— Exercise —
Repeat all of the data exactly. Leave nothing out.

— Materials provided —
┄┄┄┄┄┄┄┄┄┄

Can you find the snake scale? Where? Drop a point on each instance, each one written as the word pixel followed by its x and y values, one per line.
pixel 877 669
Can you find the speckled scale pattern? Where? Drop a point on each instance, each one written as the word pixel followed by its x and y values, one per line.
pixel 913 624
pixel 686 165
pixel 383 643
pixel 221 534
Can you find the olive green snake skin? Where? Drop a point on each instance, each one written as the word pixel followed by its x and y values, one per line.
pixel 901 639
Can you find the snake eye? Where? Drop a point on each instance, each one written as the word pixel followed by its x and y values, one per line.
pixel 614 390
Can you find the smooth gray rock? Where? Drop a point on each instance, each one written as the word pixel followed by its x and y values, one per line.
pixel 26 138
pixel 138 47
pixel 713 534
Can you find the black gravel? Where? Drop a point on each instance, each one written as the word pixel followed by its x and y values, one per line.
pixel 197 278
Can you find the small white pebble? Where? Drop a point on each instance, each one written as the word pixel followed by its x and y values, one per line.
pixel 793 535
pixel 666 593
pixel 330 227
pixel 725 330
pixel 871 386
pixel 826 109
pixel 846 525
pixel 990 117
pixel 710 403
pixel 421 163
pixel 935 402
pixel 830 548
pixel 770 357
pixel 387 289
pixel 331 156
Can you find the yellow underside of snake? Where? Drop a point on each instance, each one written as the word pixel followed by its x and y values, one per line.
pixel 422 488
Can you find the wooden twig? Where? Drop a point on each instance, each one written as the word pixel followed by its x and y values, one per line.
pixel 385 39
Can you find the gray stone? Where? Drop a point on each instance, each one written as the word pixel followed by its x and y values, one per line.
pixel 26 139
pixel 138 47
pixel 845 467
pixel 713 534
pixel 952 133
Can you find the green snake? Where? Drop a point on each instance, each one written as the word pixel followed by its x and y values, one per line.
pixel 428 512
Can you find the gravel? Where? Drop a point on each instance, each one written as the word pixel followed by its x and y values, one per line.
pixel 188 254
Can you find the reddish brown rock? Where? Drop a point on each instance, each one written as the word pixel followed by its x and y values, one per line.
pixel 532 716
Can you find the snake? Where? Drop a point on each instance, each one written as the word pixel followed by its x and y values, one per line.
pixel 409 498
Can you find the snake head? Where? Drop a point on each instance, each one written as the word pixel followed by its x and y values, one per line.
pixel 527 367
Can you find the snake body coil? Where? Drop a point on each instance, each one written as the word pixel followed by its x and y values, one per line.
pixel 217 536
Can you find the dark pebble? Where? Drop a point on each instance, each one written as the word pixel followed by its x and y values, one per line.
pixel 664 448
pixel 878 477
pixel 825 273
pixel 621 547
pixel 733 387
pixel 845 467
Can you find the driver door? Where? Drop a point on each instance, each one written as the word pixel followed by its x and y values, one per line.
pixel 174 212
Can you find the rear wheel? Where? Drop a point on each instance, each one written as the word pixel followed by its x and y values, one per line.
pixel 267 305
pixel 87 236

┄┄┄┄┄┄┄┄┄┄

— Response for this exercise —
Can you find the snake scale? Where? Drop a point on each instance, each one written as the word pixel followed by its x and y values, one per line.
pixel 877 669
Can you find the speckled scale pattern? Where? Drop a point on each instance, each one written as the word pixel followed by its x and y values, one per line.
pixel 913 624
pixel 686 165
pixel 383 643
pixel 221 534
Can you find the olive green snake skin? Where? Drop a point on each instance, each one written as the word pixel followed by its x and y values, one per line.
pixel 901 639
Can you find the snake eye? Where? Drop a point on each instance, each one written as the word pixel followed by its x and y values, one per line.
pixel 614 390
Can you find the smooth gray rock? Where? Drop a point on each instance, each one written as the word pixel followed by its x and y values, one per line.
pixel 26 138
pixel 138 47
pixel 713 534
Can you find the black gravel? Where? Drop a point on each instance, each one written as the word pixel followed by its x and y values, one per line.
pixel 197 278
Can you find the small white pebble? Where? Drop a point on each instance, each one written as the word pixel followed by its x and y values, one per line.
pixel 793 535
pixel 666 593
pixel 330 227
pixel 725 330
pixel 871 386
pixel 826 109
pixel 846 525
pixel 990 117
pixel 710 403
pixel 421 163
pixel 935 402
pixel 830 548
pixel 770 357
pixel 387 289
pixel 331 156
Can you find the yellow underside of snake? Where? Drop a point on each instance, each one written as the word pixel followed by its x and y values, one per line.
pixel 422 488
Can you find the wooden twig? Where? Drop a point on each instance, each one written as the word pixel followed by its x and y values, one per line.
pixel 385 39
Can you find the gray stone? Where? Drop a point on each instance, each one written as the word pixel followed by its x and y values, one per line.
pixel 26 139
pixel 138 47
pixel 845 467
pixel 713 534
pixel 952 133
Can you find the green snake? Where? Drop a point on each instance, each one written as the word pixel followed by its x and y values, one per line.
pixel 428 512
Can you find the gravel? Where? Drop a point on each instance, each one written as the word pixel followed by its x and y values, one per line.
pixel 188 254
Can you find the reddish brown rock? Where? Drop a point on each instance, each one written as the word pixel followed by its x and y values, one per line.
pixel 532 716
Can you find the snake? Where? Drop a point on each instance, each one written as the word pixel followed by its x and y values, one per line.
pixel 409 498
Can you find the snake head? Where? Drop a point on each instance, each one written as the word pixel followed by its x and y values, one per line.
pixel 527 367
Can you find the snake body coil? Where? Drop a point on each instance, each one written as the word pixel followed by its x and y values, one per line.
pixel 217 536
Can you find the dark pebble? Where? Drop a point on each instance, each one written as the word pixel followed by its x and y values, one per line.
pixel 664 448
pixel 878 477
pixel 825 273
pixel 621 547
pixel 733 387
pixel 845 467
Can you find the driver door? Where? Drop a point on each instance, each one written as the word pixel followed by its x and y values, one per line.
pixel 174 212
Can you find the rear wheel? Where? Drop a point on each instance, each one written as the word pixel followed by its x and y values, one per line.
pixel 267 305
pixel 87 236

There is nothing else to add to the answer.